§ **REQUIREMENTS**:
Which lines of the records contain the string "field", with case counting? List each of those lines in full.

┌──

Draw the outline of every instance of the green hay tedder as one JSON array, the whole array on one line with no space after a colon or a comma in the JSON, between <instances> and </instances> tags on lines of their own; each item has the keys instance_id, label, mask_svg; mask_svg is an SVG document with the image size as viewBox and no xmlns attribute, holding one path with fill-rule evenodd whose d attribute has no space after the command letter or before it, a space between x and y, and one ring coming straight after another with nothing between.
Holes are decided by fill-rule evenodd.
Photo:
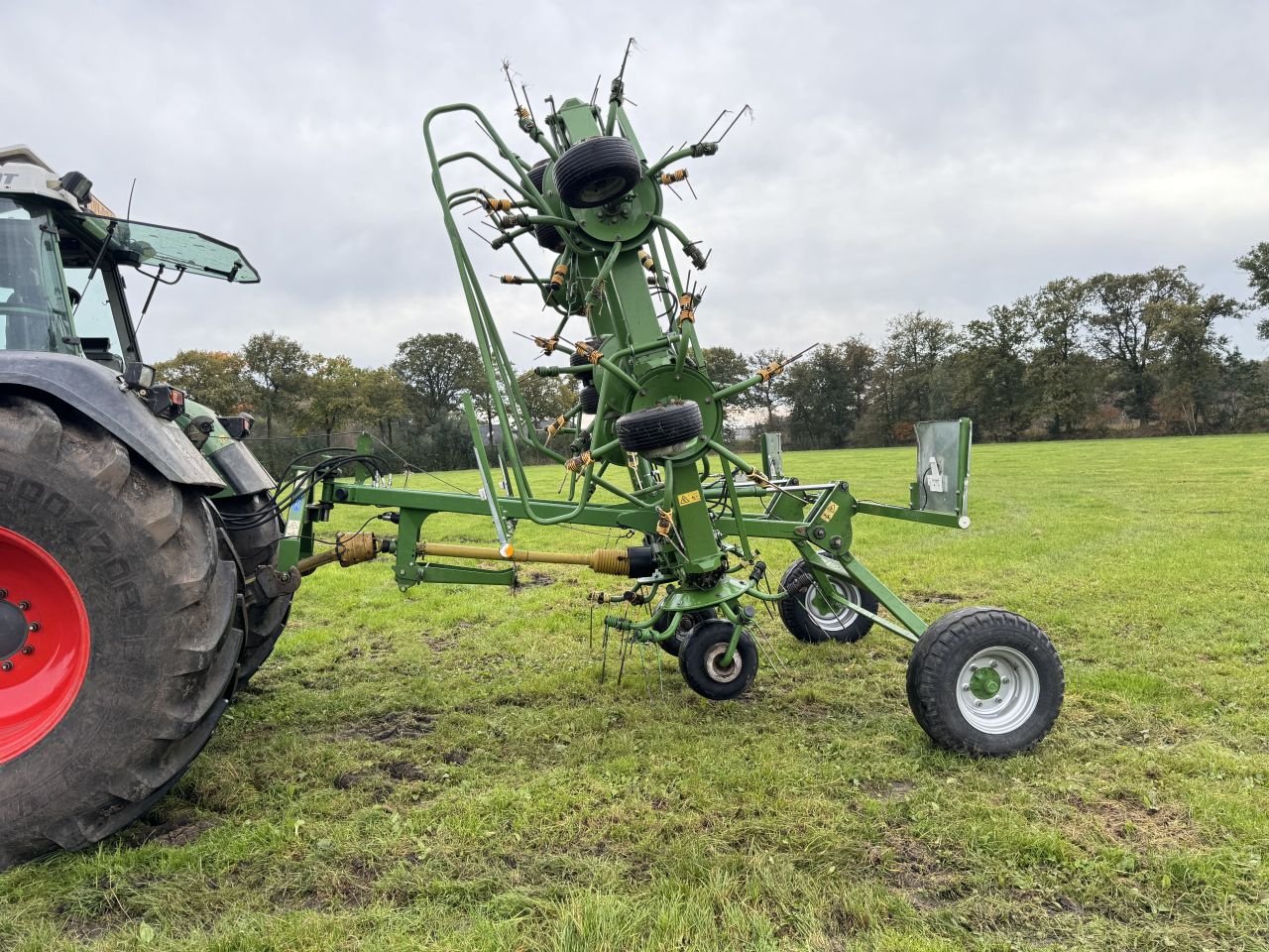
<instances>
[{"instance_id":1,"label":"green hay tedder","mask_svg":"<svg viewBox=\"0 0 1269 952\"><path fill-rule=\"evenodd\" d=\"M466 399L478 494L393 486L368 438L298 458L275 486L242 442L250 418L217 416L152 378L122 293L126 268L154 286L187 273L256 281L242 254L119 220L77 173L0 152L0 867L95 843L161 797L273 649L301 578L329 562L387 556L402 590L510 586L524 562L622 576L621 595L599 598L646 614L605 626L675 655L713 701L756 675L759 602L802 641L857 641L876 626L915 646L907 697L935 744L1008 755L1048 732L1062 668L1036 625L997 608L926 625L851 550L860 515L968 528L970 421L916 426L907 506L855 499L845 479L798 482L774 435L760 466L728 449L727 401L792 360L721 385L698 339L709 319L693 274L709 255L666 217L665 192L687 183L685 162L718 152L726 129L648 160L623 75L595 100L548 99L539 124L516 98L532 161L472 105L424 121L500 435L495 470ZM437 128L472 118L487 154L442 155ZM450 184L459 168L483 184ZM580 385L553 421L534 420L522 396L456 217L471 208L515 261L501 283L541 308L533 339L553 362L534 372ZM566 493L530 485L524 448L561 467ZM338 505L377 508L397 532L339 534L315 551L315 523ZM428 542L428 519L444 513L487 517L490 545ZM523 520L640 545L523 551ZM755 548L769 539L797 552L774 586Z\"/></svg>"}]
</instances>

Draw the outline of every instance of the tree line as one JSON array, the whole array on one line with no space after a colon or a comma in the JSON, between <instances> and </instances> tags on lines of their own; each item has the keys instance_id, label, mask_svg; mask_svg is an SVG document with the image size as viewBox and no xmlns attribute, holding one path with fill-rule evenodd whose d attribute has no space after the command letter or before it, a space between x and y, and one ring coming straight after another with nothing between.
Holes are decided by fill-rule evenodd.
<instances>
[{"instance_id":1,"label":"tree line","mask_svg":"<svg viewBox=\"0 0 1269 952\"><path fill-rule=\"evenodd\" d=\"M739 395L728 426L742 443L773 429L803 449L902 443L917 420L956 416L972 416L977 438L995 440L1269 429L1269 362L1242 357L1223 333L1269 308L1269 242L1236 265L1249 279L1246 301L1206 293L1184 267L1159 267L1051 281L962 329L921 311L898 315L879 343L822 344ZM1269 319L1258 334L1269 340ZM706 349L723 385L786 357ZM416 466L463 468L462 393L492 418L480 353L458 334L416 334L387 367L363 368L263 333L233 353L183 350L159 371L220 413L253 413L254 448L273 470L359 429ZM530 373L520 387L539 420L576 402L566 377Z\"/></svg>"}]
</instances>

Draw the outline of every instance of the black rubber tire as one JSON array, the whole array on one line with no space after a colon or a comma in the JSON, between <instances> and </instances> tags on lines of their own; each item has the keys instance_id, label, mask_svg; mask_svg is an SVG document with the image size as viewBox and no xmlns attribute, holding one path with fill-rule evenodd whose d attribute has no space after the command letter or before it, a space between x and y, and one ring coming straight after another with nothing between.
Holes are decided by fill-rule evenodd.
<instances>
[{"instance_id":1,"label":"black rubber tire","mask_svg":"<svg viewBox=\"0 0 1269 952\"><path fill-rule=\"evenodd\" d=\"M207 744L242 647L211 508L72 410L0 393L0 526L79 588L90 658L62 720L0 765L0 868L82 849L159 800Z\"/></svg>"},{"instance_id":2,"label":"black rubber tire","mask_svg":"<svg viewBox=\"0 0 1269 952\"><path fill-rule=\"evenodd\" d=\"M599 347L599 340L595 339L595 338L590 338L585 343L589 344L590 347ZM586 357L585 354L579 354L577 352L574 352L574 353L569 354L569 366L570 367L586 367L589 364L590 364L590 358ZM582 382L582 385L594 383L595 382L595 372L594 371L586 371L585 373L579 373L577 374L577 380L580 380Z\"/></svg>"},{"instance_id":3,"label":"black rubber tire","mask_svg":"<svg viewBox=\"0 0 1269 952\"><path fill-rule=\"evenodd\" d=\"M957 706L964 689L958 675L980 651L1011 649L1034 666L1039 698L1036 710L1008 734L973 727ZM925 630L907 663L907 703L916 722L940 748L975 757L1011 757L1030 750L1053 727L1062 710L1066 680L1062 660L1033 622L1001 608L962 608Z\"/></svg>"},{"instance_id":4,"label":"black rubber tire","mask_svg":"<svg viewBox=\"0 0 1269 952\"><path fill-rule=\"evenodd\" d=\"M718 612L713 608L702 608L699 612L684 612L679 616L679 630L670 637L657 641L656 645L665 651L665 654L678 658L679 650L683 647L683 641L688 637L688 633L694 627L700 625L700 622L708 622L717 617ZM656 631L665 631L670 627L670 617L662 616L661 618L657 618L652 627Z\"/></svg>"},{"instance_id":5,"label":"black rubber tire","mask_svg":"<svg viewBox=\"0 0 1269 952\"><path fill-rule=\"evenodd\" d=\"M704 430L700 407L692 400L650 406L617 418L617 442L627 453L667 456Z\"/></svg>"},{"instance_id":6,"label":"black rubber tire","mask_svg":"<svg viewBox=\"0 0 1269 952\"><path fill-rule=\"evenodd\" d=\"M556 160L556 189L570 208L598 208L621 198L643 176L643 166L627 140L595 136Z\"/></svg>"},{"instance_id":7,"label":"black rubber tire","mask_svg":"<svg viewBox=\"0 0 1269 952\"><path fill-rule=\"evenodd\" d=\"M740 664L730 680L720 680L711 670L711 663L731 642L731 622L714 618L702 622L688 632L679 649L679 670L688 687L709 701L731 701L745 693L758 674L758 646L747 630L740 632L736 654L731 659L731 669ZM720 650L721 649L721 650ZM727 669L728 671L731 669Z\"/></svg>"},{"instance_id":8,"label":"black rubber tire","mask_svg":"<svg viewBox=\"0 0 1269 952\"><path fill-rule=\"evenodd\" d=\"M840 581L845 586L845 595L851 602L867 608L873 614L877 613L877 597L868 589L854 583ZM855 614L840 628L824 628L810 612L806 611L806 593L815 585L815 576L802 559L798 559L784 572L780 579L780 588L788 595L779 602L780 621L798 641L820 642L832 638L834 641L859 641L873 626L872 618Z\"/></svg>"},{"instance_id":9,"label":"black rubber tire","mask_svg":"<svg viewBox=\"0 0 1269 952\"><path fill-rule=\"evenodd\" d=\"M542 183L546 182L549 161L549 159L542 159L529 166L529 182L538 192L542 190ZM563 239L560 237L560 230L555 225L538 225L533 228L533 237L548 251L560 254L565 249Z\"/></svg>"},{"instance_id":10,"label":"black rubber tire","mask_svg":"<svg viewBox=\"0 0 1269 952\"><path fill-rule=\"evenodd\" d=\"M273 508L273 499L269 493L256 493L247 496L227 496L213 499L212 503L221 515L249 517L261 509ZM269 519L259 526L246 529L235 529L232 524L226 526L226 534L233 543L239 564L245 575L254 575L260 566L272 569L278 556L278 543L282 541L283 522ZM246 640L242 645L242 658L239 659L237 683L233 688L239 691L246 685L251 675L260 670L260 665L273 654L278 638L287 627L291 618L292 593L278 595L272 602L264 604L251 604L246 609Z\"/></svg>"}]
</instances>

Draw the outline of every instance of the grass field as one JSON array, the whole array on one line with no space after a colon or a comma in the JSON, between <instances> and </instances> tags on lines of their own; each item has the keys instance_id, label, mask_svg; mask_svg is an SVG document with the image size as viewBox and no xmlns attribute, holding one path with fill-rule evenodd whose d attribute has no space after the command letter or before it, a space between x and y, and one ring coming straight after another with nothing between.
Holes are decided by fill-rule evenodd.
<instances>
[{"instance_id":1,"label":"grass field","mask_svg":"<svg viewBox=\"0 0 1269 952\"><path fill-rule=\"evenodd\" d=\"M786 468L897 501L911 465ZM618 684L614 640L599 683L600 576L326 569L173 796L0 875L0 948L1269 948L1266 493L1269 437L985 446L970 532L859 518L923 617L1004 605L1062 652L1055 732L995 762L930 746L881 631L802 645L760 612L755 689L709 704L655 647Z\"/></svg>"}]
</instances>

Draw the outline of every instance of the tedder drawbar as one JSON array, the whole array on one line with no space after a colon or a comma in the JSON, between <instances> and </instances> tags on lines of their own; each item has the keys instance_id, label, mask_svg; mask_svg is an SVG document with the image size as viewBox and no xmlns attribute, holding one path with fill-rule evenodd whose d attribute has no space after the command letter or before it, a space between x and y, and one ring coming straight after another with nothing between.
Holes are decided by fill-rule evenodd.
<instances>
[{"instance_id":1,"label":"tedder drawbar","mask_svg":"<svg viewBox=\"0 0 1269 952\"><path fill-rule=\"evenodd\" d=\"M623 576L623 607L648 616L605 625L676 655L692 689L717 701L758 671L755 602L777 603L803 641L855 641L876 625L915 645L907 697L937 744L1004 755L1049 730L1062 666L1038 627L996 608L926 626L851 550L858 515L968 527L970 421L917 424L907 506L855 499L845 480L799 484L773 437L760 468L728 449L727 402L796 358L721 383L697 336L692 275L709 255L666 217L665 193L690 188L683 162L716 155L727 129L709 138L720 116L699 141L648 161L622 75L607 105L596 95L547 99L543 124L516 98L537 161L472 105L424 122L501 437L495 479L467 399L478 494L396 487L368 443L306 454L275 486L244 442L249 415L221 416L143 363L123 284L127 274L146 292L143 316L160 284L187 274L259 281L244 254L119 218L80 173L0 149L0 868L82 849L142 816L269 656L301 578L378 555L395 559L402 589L513 585L520 562ZM434 128L456 118L475 118L489 155L438 154ZM450 185L459 164L483 187ZM580 385L576 405L541 430L458 227L473 209L518 263L501 282L522 286L548 322L534 340L558 362L536 372ZM536 269L541 249L552 260ZM567 496L537 491L522 448L558 463ZM340 534L315 552L313 523L341 504L386 510L397 534ZM496 545L426 541L440 513L487 515ZM524 551L514 533L525 519L642 545ZM798 555L774 590L755 548L768 539Z\"/></svg>"},{"instance_id":2,"label":"tedder drawbar","mask_svg":"<svg viewBox=\"0 0 1269 952\"><path fill-rule=\"evenodd\" d=\"M514 96L514 84L511 90ZM513 585L518 562L575 564L624 576L631 588L619 600L647 605L650 616L609 616L605 626L676 655L688 685L713 701L742 693L758 670L747 630L755 611L746 599L778 603L784 626L803 641L855 641L877 625L916 646L907 694L935 743L1001 755L1034 745L1062 701L1061 661L1048 637L1025 618L996 608L952 612L928 626L850 547L857 515L968 528L970 420L917 424L909 506L855 499L845 480L799 484L783 473L774 434L764 438L763 467L746 462L723 442L727 401L796 358L773 360L726 386L711 378L697 335L702 294L692 270L684 274L676 260L681 254L702 272L709 255L665 215L665 190L688 180L688 169L679 164L716 155L718 141L702 137L650 161L627 116L621 75L607 108L594 96L558 107L548 99L543 124L527 95L525 103L515 99L520 131L543 154L534 162L522 159L473 105L433 109L423 126L431 183L501 430L501 479L495 480L468 397L478 495L393 487L365 462L355 463L352 482L336 480L331 470L320 482L308 481L308 494L294 498L279 567L296 564L307 572L324 562L352 565L388 553L402 590L420 583ZM492 142L492 155L439 155L434 129L449 117L475 118ZM501 194L448 184L447 173L458 162L481 166L499 182ZM544 303L553 329L543 329L534 343L546 357L567 357L534 373L567 374L581 385L576 405L544 430L524 401L464 245L456 213L467 206L490 216L499 234L489 244L510 251L524 272L500 282L524 286ZM552 253L549 269L539 273L522 244ZM520 446L565 470L566 499L534 490ZM369 452L363 443L359 458L365 461ZM604 490L604 501L596 501L598 490ZM751 504L760 510L746 512L742 500L760 500ZM312 518L339 504L396 510L397 536L340 536L335 550L313 555ZM487 514L497 545L425 541L426 520L438 513ZM524 551L514 543L523 519L623 529L642 534L643 545L590 555ZM799 556L775 592L763 586L766 565L754 547L759 539L784 539Z\"/></svg>"}]
</instances>

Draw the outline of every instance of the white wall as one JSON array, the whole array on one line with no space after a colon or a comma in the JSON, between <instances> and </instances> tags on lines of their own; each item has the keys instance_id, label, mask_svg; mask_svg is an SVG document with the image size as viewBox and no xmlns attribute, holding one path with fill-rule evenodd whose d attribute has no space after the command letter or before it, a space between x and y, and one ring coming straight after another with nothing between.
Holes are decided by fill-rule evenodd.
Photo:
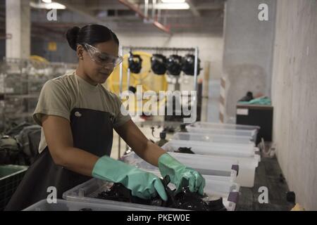
<instances>
[{"instance_id":1,"label":"white wall","mask_svg":"<svg viewBox=\"0 0 317 225\"><path fill-rule=\"evenodd\" d=\"M221 35L204 34L179 34L168 36L167 34L117 34L120 44L123 46L158 46L175 48L194 48L198 46L201 67L205 61L211 61L211 76L219 78L222 74L222 58L223 39ZM170 53L168 53L170 54ZM166 56L168 56L167 55ZM201 70L201 75L204 74Z\"/></svg>"},{"instance_id":2,"label":"white wall","mask_svg":"<svg viewBox=\"0 0 317 225\"><path fill-rule=\"evenodd\" d=\"M272 77L274 141L290 189L317 210L317 1L278 0Z\"/></svg>"}]
</instances>

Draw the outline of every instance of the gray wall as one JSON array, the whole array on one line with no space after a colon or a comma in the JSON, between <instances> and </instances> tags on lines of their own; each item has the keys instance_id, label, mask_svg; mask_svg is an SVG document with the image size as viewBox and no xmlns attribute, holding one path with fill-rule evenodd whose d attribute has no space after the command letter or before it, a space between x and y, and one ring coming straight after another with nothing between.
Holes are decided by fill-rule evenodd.
<instances>
[{"instance_id":1,"label":"gray wall","mask_svg":"<svg viewBox=\"0 0 317 225\"><path fill-rule=\"evenodd\" d=\"M272 77L274 141L290 189L317 210L317 1L278 0Z\"/></svg>"},{"instance_id":2,"label":"gray wall","mask_svg":"<svg viewBox=\"0 0 317 225\"><path fill-rule=\"evenodd\" d=\"M235 115L237 101L247 91L271 94L275 0L228 0L224 27L223 76L225 110ZM268 21L258 19L260 4L268 6Z\"/></svg>"}]
</instances>

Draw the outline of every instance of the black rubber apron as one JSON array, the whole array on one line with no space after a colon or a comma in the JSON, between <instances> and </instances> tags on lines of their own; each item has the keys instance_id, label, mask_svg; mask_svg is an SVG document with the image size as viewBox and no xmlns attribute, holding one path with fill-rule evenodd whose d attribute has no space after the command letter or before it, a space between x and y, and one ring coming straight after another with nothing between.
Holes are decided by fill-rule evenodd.
<instances>
[{"instance_id":1,"label":"black rubber apron","mask_svg":"<svg viewBox=\"0 0 317 225\"><path fill-rule=\"evenodd\" d=\"M109 155L113 141L113 117L106 112L75 108L70 113L73 146L99 157ZM57 198L91 177L56 165L48 147L29 167L5 210L21 210L46 199L47 188L54 186Z\"/></svg>"}]
</instances>

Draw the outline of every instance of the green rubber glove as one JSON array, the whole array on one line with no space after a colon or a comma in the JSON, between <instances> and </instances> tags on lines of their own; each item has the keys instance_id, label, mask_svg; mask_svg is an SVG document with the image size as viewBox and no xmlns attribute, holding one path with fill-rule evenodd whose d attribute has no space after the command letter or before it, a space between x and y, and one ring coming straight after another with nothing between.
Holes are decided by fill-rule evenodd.
<instances>
[{"instance_id":1,"label":"green rubber glove","mask_svg":"<svg viewBox=\"0 0 317 225\"><path fill-rule=\"evenodd\" d=\"M149 199L158 193L164 201L168 200L164 186L158 176L108 156L98 160L92 170L92 176L120 183L131 190L134 196Z\"/></svg>"},{"instance_id":2,"label":"green rubber glove","mask_svg":"<svg viewBox=\"0 0 317 225\"><path fill-rule=\"evenodd\" d=\"M204 194L205 179L196 170L182 165L168 153L158 158L158 169L163 177L168 175L170 181L176 186L176 193L182 187L188 186L192 192Z\"/></svg>"}]
</instances>

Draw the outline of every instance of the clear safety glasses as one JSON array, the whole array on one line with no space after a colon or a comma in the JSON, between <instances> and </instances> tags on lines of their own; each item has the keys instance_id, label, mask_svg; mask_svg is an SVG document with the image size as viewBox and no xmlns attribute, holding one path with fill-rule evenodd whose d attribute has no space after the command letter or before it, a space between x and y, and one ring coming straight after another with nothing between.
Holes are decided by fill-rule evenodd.
<instances>
[{"instance_id":1,"label":"clear safety glasses","mask_svg":"<svg viewBox=\"0 0 317 225\"><path fill-rule=\"evenodd\" d=\"M101 53L98 49L90 44L84 43L82 45L87 50L92 60L102 66L113 66L115 68L123 60L121 56L113 56L106 53Z\"/></svg>"}]
</instances>

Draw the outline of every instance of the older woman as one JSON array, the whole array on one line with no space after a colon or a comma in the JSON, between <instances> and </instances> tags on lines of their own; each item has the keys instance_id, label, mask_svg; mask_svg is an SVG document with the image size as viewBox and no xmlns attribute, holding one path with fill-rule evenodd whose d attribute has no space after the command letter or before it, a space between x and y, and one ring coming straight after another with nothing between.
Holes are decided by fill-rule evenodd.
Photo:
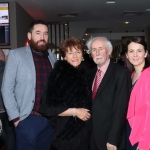
<instances>
[{"instance_id":1,"label":"older woman","mask_svg":"<svg viewBox=\"0 0 150 150\"><path fill-rule=\"evenodd\" d=\"M92 100L83 50L77 38L61 43L64 60L55 64L42 99L41 113L54 127L53 146L58 150L88 150Z\"/></svg>"},{"instance_id":2,"label":"older woman","mask_svg":"<svg viewBox=\"0 0 150 150\"><path fill-rule=\"evenodd\" d=\"M150 63L146 42L133 37L127 43L127 67L132 73L126 150L150 149Z\"/></svg>"}]
</instances>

└──

§ **ANSWER BELOW**:
Draw the outline of every instance of the grass field as one JSON array, the whole array on one line with no space after a colon or a comma in the JSON, between <instances> and </instances> tags on lines of their own; each item has the keys instance_id, label, mask_svg; mask_svg is an SVG document with the image size as viewBox and no xmlns attribute, holding one path with fill-rule evenodd whose d attribute has no space after the command letter or before it, a space between x and y, and one ring coming straight after another with nothing between.
[{"instance_id":1,"label":"grass field","mask_svg":"<svg viewBox=\"0 0 1269 952\"><path fill-rule=\"evenodd\" d=\"M786 468L897 501L911 465ZM618 684L614 640L599 683L600 576L326 569L173 796L0 875L0 948L1269 948L1266 493L1269 437L985 446L970 532L859 518L923 617L1004 605L1062 652L1055 732L995 762L930 746L881 631L802 645L760 612L755 689L709 704L655 647Z\"/></svg>"}]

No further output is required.